== Directions for this task ==
Repeat the stretch of the records below verbatim, from the line containing "You are given a photograph. Locate the recessed" through the end of the records.

== Record set ==

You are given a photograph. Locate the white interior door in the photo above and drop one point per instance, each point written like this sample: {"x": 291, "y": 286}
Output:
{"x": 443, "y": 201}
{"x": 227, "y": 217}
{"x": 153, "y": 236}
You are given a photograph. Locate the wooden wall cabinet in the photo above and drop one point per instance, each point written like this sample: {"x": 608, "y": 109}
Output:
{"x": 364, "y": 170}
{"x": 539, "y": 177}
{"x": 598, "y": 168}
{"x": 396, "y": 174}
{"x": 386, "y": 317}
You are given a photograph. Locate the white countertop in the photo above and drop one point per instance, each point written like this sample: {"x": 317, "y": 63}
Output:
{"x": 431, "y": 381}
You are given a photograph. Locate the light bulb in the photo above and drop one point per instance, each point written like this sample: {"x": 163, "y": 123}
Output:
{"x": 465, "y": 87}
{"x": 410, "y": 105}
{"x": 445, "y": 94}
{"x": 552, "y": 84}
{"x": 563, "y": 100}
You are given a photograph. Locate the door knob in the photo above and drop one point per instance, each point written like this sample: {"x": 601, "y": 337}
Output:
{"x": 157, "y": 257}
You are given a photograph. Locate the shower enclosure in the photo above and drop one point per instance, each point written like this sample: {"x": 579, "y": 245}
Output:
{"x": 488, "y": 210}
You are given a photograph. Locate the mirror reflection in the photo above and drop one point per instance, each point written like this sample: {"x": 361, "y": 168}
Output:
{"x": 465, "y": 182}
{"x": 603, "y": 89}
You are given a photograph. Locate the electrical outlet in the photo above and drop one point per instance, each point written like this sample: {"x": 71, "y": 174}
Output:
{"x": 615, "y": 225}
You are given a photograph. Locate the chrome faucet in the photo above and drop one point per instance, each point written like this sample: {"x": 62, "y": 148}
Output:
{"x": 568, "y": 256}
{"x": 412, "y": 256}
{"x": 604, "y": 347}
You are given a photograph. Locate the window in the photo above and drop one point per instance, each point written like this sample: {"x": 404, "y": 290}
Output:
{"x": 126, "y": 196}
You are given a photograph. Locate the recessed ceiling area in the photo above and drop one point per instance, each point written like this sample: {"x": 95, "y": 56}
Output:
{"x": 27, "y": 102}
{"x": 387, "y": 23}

== Correct response ==
You are given a photograph. Locate the recessed ceiling area in the photo above and drop one point per instance, each point written like this sample: {"x": 95, "y": 56}
Output:
{"x": 27, "y": 102}
{"x": 387, "y": 23}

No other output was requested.